> [REQUIRED TASK]: Drop all images and give the records again exactly.

> [STORED DATA]:
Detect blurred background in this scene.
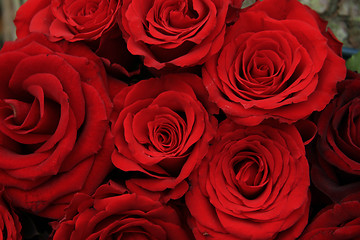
[0,0,360,49]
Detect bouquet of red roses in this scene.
[0,0,360,240]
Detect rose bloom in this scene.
[0,34,114,218]
[0,187,22,240]
[299,193,360,240]
[53,182,190,240]
[202,0,346,126]
[112,74,217,202]
[185,120,310,240]
[311,71,360,201]
[119,0,231,69]
[14,0,120,42]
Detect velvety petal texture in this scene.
[53,182,189,240]
[112,74,217,202]
[15,0,120,42]
[202,0,346,126]
[185,120,310,240]
[311,71,360,202]
[0,34,114,218]
[0,186,22,240]
[118,0,230,69]
[299,193,360,240]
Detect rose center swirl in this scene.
[233,152,268,199]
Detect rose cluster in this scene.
[0,0,360,240]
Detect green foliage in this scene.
[346,52,360,73]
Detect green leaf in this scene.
[346,52,360,73]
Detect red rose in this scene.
[53,183,189,240]
[0,186,21,240]
[311,72,360,201]
[300,193,360,240]
[112,74,216,202]
[119,0,229,69]
[203,0,346,125]
[185,120,310,240]
[0,34,114,218]
[15,0,120,42]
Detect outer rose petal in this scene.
[203,0,346,126]
[0,186,22,240]
[14,0,120,42]
[0,34,114,218]
[119,0,229,69]
[54,182,189,240]
[299,193,360,240]
[185,120,310,239]
[311,71,360,202]
[112,74,217,202]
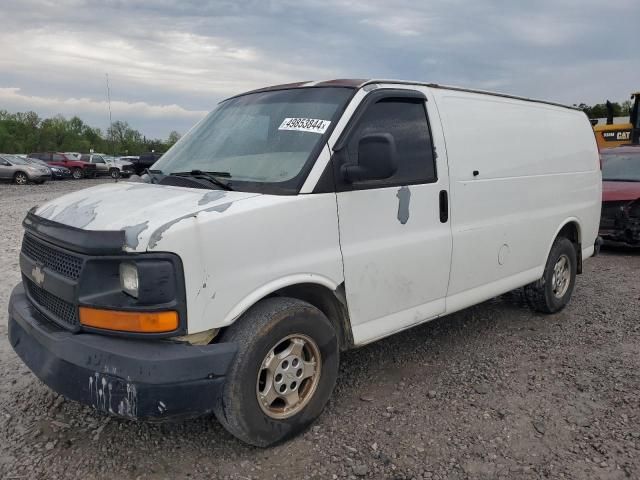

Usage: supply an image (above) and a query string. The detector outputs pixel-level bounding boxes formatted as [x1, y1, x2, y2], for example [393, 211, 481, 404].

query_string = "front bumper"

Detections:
[600, 219, 640, 247]
[29, 173, 51, 182]
[51, 170, 71, 180]
[9, 285, 237, 420]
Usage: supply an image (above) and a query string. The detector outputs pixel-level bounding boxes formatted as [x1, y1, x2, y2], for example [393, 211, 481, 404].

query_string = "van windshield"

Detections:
[153, 87, 354, 193]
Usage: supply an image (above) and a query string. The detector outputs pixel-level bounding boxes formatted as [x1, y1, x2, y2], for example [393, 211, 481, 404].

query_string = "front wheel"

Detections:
[214, 297, 339, 447]
[524, 237, 577, 313]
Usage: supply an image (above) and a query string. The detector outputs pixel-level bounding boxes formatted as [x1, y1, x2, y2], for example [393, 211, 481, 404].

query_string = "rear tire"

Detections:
[524, 237, 577, 313]
[214, 297, 339, 447]
[13, 172, 29, 185]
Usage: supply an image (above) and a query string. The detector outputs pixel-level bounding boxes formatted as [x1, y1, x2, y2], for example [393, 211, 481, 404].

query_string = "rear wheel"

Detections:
[524, 237, 577, 313]
[13, 172, 29, 185]
[214, 298, 339, 447]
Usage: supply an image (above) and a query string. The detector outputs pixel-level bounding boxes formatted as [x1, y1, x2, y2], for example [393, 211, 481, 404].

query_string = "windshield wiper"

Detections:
[140, 168, 162, 184]
[170, 170, 233, 190]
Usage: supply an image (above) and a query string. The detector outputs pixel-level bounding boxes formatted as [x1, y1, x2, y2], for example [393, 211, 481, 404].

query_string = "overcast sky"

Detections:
[0, 0, 640, 138]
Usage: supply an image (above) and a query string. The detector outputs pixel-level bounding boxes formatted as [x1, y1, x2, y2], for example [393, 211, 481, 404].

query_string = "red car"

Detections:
[29, 152, 97, 180]
[600, 145, 640, 247]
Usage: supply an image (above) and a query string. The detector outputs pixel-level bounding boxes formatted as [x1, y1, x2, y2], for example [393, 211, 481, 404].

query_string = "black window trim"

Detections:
[322, 88, 439, 193]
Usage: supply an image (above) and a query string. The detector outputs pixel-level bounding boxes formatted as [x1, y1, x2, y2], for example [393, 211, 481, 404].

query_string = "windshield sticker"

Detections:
[278, 118, 331, 134]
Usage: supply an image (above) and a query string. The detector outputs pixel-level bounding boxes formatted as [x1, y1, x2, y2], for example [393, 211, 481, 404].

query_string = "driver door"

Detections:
[333, 89, 452, 344]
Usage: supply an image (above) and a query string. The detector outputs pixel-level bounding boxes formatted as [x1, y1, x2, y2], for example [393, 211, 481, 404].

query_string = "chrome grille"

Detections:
[22, 234, 82, 280]
[23, 277, 80, 329]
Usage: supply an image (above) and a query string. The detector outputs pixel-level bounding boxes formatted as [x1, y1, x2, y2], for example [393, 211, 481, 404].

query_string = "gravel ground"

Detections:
[0, 181, 640, 479]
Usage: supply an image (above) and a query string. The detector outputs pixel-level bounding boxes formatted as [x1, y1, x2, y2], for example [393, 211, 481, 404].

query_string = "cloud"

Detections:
[0, 0, 640, 137]
[0, 87, 207, 122]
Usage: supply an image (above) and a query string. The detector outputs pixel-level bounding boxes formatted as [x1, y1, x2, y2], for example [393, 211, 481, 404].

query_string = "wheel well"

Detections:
[269, 283, 353, 351]
[556, 222, 582, 273]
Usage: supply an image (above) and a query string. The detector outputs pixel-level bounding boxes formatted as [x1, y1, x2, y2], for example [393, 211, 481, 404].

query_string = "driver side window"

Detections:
[347, 98, 437, 189]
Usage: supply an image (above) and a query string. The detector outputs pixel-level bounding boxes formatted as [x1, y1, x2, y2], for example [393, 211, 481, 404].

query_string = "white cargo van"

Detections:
[9, 80, 601, 446]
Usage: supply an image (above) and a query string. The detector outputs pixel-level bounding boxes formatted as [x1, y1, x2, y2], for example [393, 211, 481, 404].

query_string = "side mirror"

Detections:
[341, 133, 398, 183]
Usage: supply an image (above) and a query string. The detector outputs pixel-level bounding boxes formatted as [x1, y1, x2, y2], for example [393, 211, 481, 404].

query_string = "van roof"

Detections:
[227, 78, 580, 110]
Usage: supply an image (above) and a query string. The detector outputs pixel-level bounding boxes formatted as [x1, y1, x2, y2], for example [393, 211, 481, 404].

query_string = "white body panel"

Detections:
[35, 83, 601, 345]
[433, 89, 601, 312]
[337, 85, 451, 344]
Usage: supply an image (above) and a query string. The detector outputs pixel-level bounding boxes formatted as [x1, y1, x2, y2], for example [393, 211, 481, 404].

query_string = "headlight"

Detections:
[120, 262, 138, 298]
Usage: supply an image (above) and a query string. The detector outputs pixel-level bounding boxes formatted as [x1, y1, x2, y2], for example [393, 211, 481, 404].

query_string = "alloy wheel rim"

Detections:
[551, 255, 571, 298]
[256, 334, 322, 419]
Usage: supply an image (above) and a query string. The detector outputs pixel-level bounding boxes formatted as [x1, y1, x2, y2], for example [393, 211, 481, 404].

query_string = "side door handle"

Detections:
[440, 190, 449, 223]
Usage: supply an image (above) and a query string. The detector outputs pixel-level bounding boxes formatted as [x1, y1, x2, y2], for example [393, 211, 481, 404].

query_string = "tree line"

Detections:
[574, 100, 632, 118]
[0, 110, 180, 155]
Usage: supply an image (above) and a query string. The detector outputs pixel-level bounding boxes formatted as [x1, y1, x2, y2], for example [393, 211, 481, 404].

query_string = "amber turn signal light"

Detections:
[80, 307, 178, 333]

> [SOLUTION FOR THIS EXERCISE]:
Detect blurred background in this scene.
[0,0,360,49]
Detect bouquet of red roses in this scene.
[0,0,360,240]
Detect rose bloom in this scene.
[0,34,114,218]
[0,187,22,240]
[299,193,360,240]
[53,182,190,240]
[202,0,346,126]
[112,74,217,202]
[185,120,310,240]
[311,71,360,201]
[119,0,231,69]
[14,0,120,42]
Detect velvety petal texture in this scene.
[53,182,189,240]
[112,74,217,202]
[15,0,120,42]
[202,0,346,126]
[185,120,310,240]
[311,71,360,202]
[0,34,114,218]
[0,186,22,240]
[118,0,230,69]
[299,193,360,240]
Detect rose center swirl in this scene.
[233,152,268,199]
Detect rose cluster in this scene.
[0,0,360,240]
Detect green foliage in this scene.
[346,52,360,73]
Detect green leaf in this scene.
[346,52,360,73]
Detect red rose in this scene.
[53,183,189,240]
[0,186,21,240]
[311,72,360,201]
[300,193,360,240]
[112,74,216,202]
[119,0,229,69]
[203,0,346,125]
[185,120,310,240]
[0,34,114,218]
[15,0,120,42]
Detect outer rose petal in this scene.
[203,0,346,126]
[0,186,22,240]
[14,0,120,42]
[0,34,114,218]
[119,0,229,69]
[54,182,189,240]
[299,193,360,240]
[185,120,310,239]
[311,71,360,202]
[112,74,217,202]

Usage: supply an image (above) and a query string. The detector outputs pixel-level bounding boxes formatted as [x1, y1, x2, y2], for example [393, 211, 481, 404].

query_string = "front bumper"

Detections:
[600, 219, 640, 247]
[29, 173, 51, 182]
[51, 170, 71, 180]
[9, 285, 237, 420]
Usage: supply an image (above) and a query string. The detector outputs pixel-level bounding boxes formatted as [x1, y1, x2, y2], for example [393, 211, 481, 404].

query_string = "van windshield"

Detections:
[153, 87, 354, 193]
Usage: supply an image (above) and a query string. The detector outputs pixel-level bounding boxes formatted as [x1, y1, x2, y2], for example [393, 211, 481, 404].

query_string = "front wheel"

Detections:
[214, 297, 339, 447]
[524, 237, 577, 313]
Usage: supply an image (above) and a query string. The detector outputs pixel-level bounding boxes formatted as [x1, y1, x2, y2], for example [393, 211, 481, 404].

query_string = "rear tire"

Detections:
[524, 237, 577, 313]
[214, 297, 339, 447]
[13, 172, 29, 185]
Usage: supply an image (above) and a query string. The detector outputs pixel-level bounding boxes formatted as [x1, y1, x2, y2], for example [393, 211, 481, 404].

query_string = "rear wheel"

Detections:
[524, 237, 577, 313]
[13, 172, 29, 185]
[214, 298, 339, 447]
Usage: supply an image (above) and a query string. The detector outputs pixel-level bounding boxes formatted as [x1, y1, x2, y2], for example [393, 211, 481, 404].

query_string = "windshield wiper"

Detections:
[140, 168, 162, 184]
[170, 170, 233, 190]
Usage: supply an image (above) and a query string. The detector outputs pixel-level bounding boxes formatted as [x1, y1, x2, y2], for example [393, 211, 481, 404].

query_string = "overcast sky"

Detections:
[0, 0, 640, 138]
Usage: supply an image (above) and a query string. The detector outputs pixel-level bounding boxes formatted as [x1, y1, x2, y2], for example [393, 211, 481, 404].

query_string = "red car"

Detections:
[29, 152, 97, 180]
[600, 145, 640, 247]
Usage: supply an image (above) and a query string. The detector outputs pixel-level bounding boxes formatted as [x1, y1, x2, y2], for example [393, 211, 481, 404].

query_string = "black window trim"

Detections:
[322, 88, 439, 193]
Usage: supply an image (above) and a query string. The detector outputs pixel-level bounding boxes formatted as [x1, y1, x2, y2], for example [393, 211, 481, 404].

query_string = "windshield sticker"

Detections:
[278, 118, 331, 134]
Usage: supply an image (above) and a query string. The detector outputs pixel-level bounding boxes formatted as [x1, y1, x2, y2], for example [393, 211, 481, 404].

query_string = "driver door"

Detections:
[333, 89, 452, 344]
Usage: supply an image (above) and a query string. The detector outputs pixel-level bounding boxes formatted as [x1, y1, x2, y2], for example [393, 211, 481, 404].

query_string = "chrome grille"

Detections:
[22, 234, 82, 280]
[23, 277, 80, 329]
Usage: supply an image (above) and a query string. The detector outputs pixel-level bounding boxes formatted as [x1, y1, x2, y2], for example [393, 211, 481, 404].

query_string = "gravel ground"

Detections:
[0, 181, 640, 479]
Usage: supply an image (above) and a query string. The detector outputs pixel-level bounding boxes formatted as [x1, y1, x2, y2], for example [393, 211, 481, 404].

query_string = "cloud"

Detections:
[0, 0, 640, 137]
[0, 87, 207, 122]
Usage: supply an image (above) and a query string. The detector outputs pixel-level bounding boxes formatted as [x1, y1, x2, y2], for example [393, 211, 481, 404].

query_string = "wheel well"

Detections:
[269, 283, 353, 351]
[556, 222, 582, 273]
Usage: supply an image (above) and a query string. The detector outputs pixel-level bounding boxes formatted as [x1, y1, x2, y2], for example [393, 211, 481, 404].

query_string = "driver side window"

Detections:
[347, 98, 437, 189]
Usage: supply an image (above) and a query string. The detector outputs pixel-level bounding boxes formatted as [x1, y1, x2, y2], for example [393, 211, 481, 404].

query_string = "white cargo van"

Detections:
[9, 80, 601, 446]
Usage: supply an image (above) and a query string. The detector outputs pixel-level bounding boxes formatted as [x1, y1, x2, y2], for example [393, 211, 481, 404].

query_string = "side mirror"

Detections:
[341, 133, 398, 183]
Usage: supply an image (above) and a query string. The detector outputs pixel-level bounding boxes formatted as [x1, y1, x2, y2], for example [393, 211, 481, 404].

query_string = "van roof"

Detections:
[227, 78, 580, 110]
Usage: supply an image (above) and a query string. The detector outputs pixel-level bounding boxes formatted as [x1, y1, x2, y2], for example [393, 211, 481, 404].

query_string = "white body panel"

Detections:
[35, 83, 601, 345]
[433, 89, 601, 312]
[337, 85, 451, 344]
Usage: supply an image (above) and a query string. The detector outputs pixel-level bounding boxes formatted as [x1, y1, x2, y2], for example [393, 211, 481, 404].

query_string = "headlight"

Detections:
[120, 262, 138, 298]
Usage: supply an image (above) and a query string. The detector outputs pixel-level bounding boxes formatted as [x1, y1, x2, y2], for example [393, 211, 481, 404].

query_string = "alloy wheel rim"

Detections:
[551, 255, 571, 298]
[256, 334, 322, 419]
Usage: supply an image (above) and a query string. The detector outputs pixel-level bounding boxes formatted as [x1, y1, x2, y2], for example [393, 211, 481, 404].

query_string = "side door handle"

Detections:
[440, 190, 449, 223]
Usage: supply an image (above) and a query string. The detector outputs pixel-level bounding boxes formatted as [x1, y1, x2, y2], for example [393, 211, 481, 404].

query_string = "tree line"

Detections:
[574, 100, 632, 118]
[0, 110, 180, 155]
Usage: supply an image (above) and a query string. The detector outputs pixel-level bounding boxes formatted as [x1, y1, x2, y2], for example [393, 211, 481, 404].

query_string = "amber turn signal light"

Detections:
[80, 307, 178, 333]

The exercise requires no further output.